- [What to work on]:
Reproduce each line of the items below verbatim, from the first item through the last. Leave the pictures out of your copy.
# start of Records for this task
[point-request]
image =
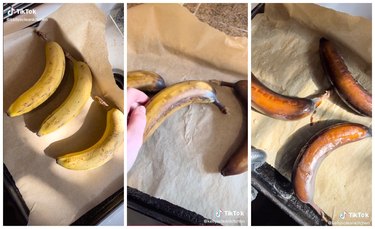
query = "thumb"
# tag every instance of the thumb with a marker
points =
(135, 130)
(137, 122)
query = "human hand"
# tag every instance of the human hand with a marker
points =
(136, 123)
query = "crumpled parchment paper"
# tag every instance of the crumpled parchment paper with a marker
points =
(285, 57)
(180, 162)
(55, 195)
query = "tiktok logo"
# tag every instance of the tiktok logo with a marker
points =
(218, 213)
(343, 215)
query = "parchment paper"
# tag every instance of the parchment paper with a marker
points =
(180, 162)
(55, 195)
(285, 56)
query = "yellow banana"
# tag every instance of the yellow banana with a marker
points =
(102, 151)
(145, 81)
(174, 97)
(45, 86)
(74, 103)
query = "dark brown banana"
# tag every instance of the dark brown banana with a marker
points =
(279, 106)
(146, 81)
(348, 89)
(316, 150)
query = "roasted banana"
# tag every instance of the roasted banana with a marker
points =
(174, 97)
(45, 86)
(238, 161)
(348, 89)
(279, 106)
(102, 151)
(74, 103)
(315, 150)
(145, 81)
# end of Records for this task
- [Written reply]:
[point-request]
image =
query = "thumb"
# tag every instance of the thumb with a marker
points =
(135, 130)
(137, 122)
query = "human hand"
# tag every instance of the human hand with a marker
points =
(136, 123)
query = "crumpled parchment paper"
# tag every instance of the crumpled parchment paper with a marker
points =
(285, 57)
(180, 162)
(55, 195)
query = "tiktok logo"
# tag every instance of the tiktok logo with a marker
points =
(218, 213)
(343, 215)
query = "parchment paper"
# tag every instance of the parchment paper with a marker
points =
(180, 162)
(55, 195)
(285, 56)
query = "yellow banana"
# tag every instance of the yellow banana with a marker
points =
(102, 151)
(145, 81)
(174, 97)
(45, 86)
(74, 103)
query = "dark brown banana"
# tag every instance of the dark brown banana with a marker
points =
(279, 106)
(146, 81)
(348, 89)
(316, 150)
query = "roasted banana"
# tag every instance of the roasted banana with a marker
points =
(174, 97)
(45, 86)
(238, 161)
(348, 89)
(279, 106)
(102, 151)
(74, 103)
(315, 150)
(145, 81)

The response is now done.